Stored data entries
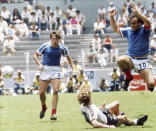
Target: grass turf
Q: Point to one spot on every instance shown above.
(21, 113)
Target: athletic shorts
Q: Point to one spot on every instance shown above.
(50, 72)
(111, 120)
(140, 63)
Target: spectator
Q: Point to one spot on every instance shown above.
(74, 25)
(25, 15)
(154, 24)
(153, 45)
(110, 8)
(19, 83)
(8, 46)
(16, 15)
(58, 14)
(102, 26)
(80, 79)
(12, 31)
(48, 12)
(33, 19)
(107, 43)
(152, 7)
(102, 12)
(104, 85)
(71, 11)
(76, 69)
(97, 27)
(122, 21)
(143, 11)
(65, 26)
(1, 82)
(71, 84)
(6, 15)
(91, 55)
(102, 58)
(87, 84)
(114, 54)
(52, 21)
(115, 80)
(34, 31)
(3, 26)
(21, 28)
(38, 13)
(81, 19)
(44, 22)
(96, 42)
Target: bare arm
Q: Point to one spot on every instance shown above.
(143, 18)
(97, 124)
(36, 55)
(113, 22)
(70, 61)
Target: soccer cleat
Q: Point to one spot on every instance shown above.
(42, 113)
(127, 81)
(53, 117)
(151, 89)
(142, 120)
(122, 113)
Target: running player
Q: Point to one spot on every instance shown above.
(138, 40)
(51, 70)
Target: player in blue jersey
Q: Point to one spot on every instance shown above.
(138, 40)
(51, 70)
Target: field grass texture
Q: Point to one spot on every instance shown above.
(21, 113)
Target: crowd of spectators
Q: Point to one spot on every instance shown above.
(30, 21)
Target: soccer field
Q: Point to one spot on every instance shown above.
(21, 113)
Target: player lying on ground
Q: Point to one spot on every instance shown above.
(106, 116)
(138, 40)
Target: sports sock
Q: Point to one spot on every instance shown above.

# Work required
Wherever the string "soccer" appears in the entries above, list that line.

# Exercise answer
Target: soccer cleat
Target: soccer field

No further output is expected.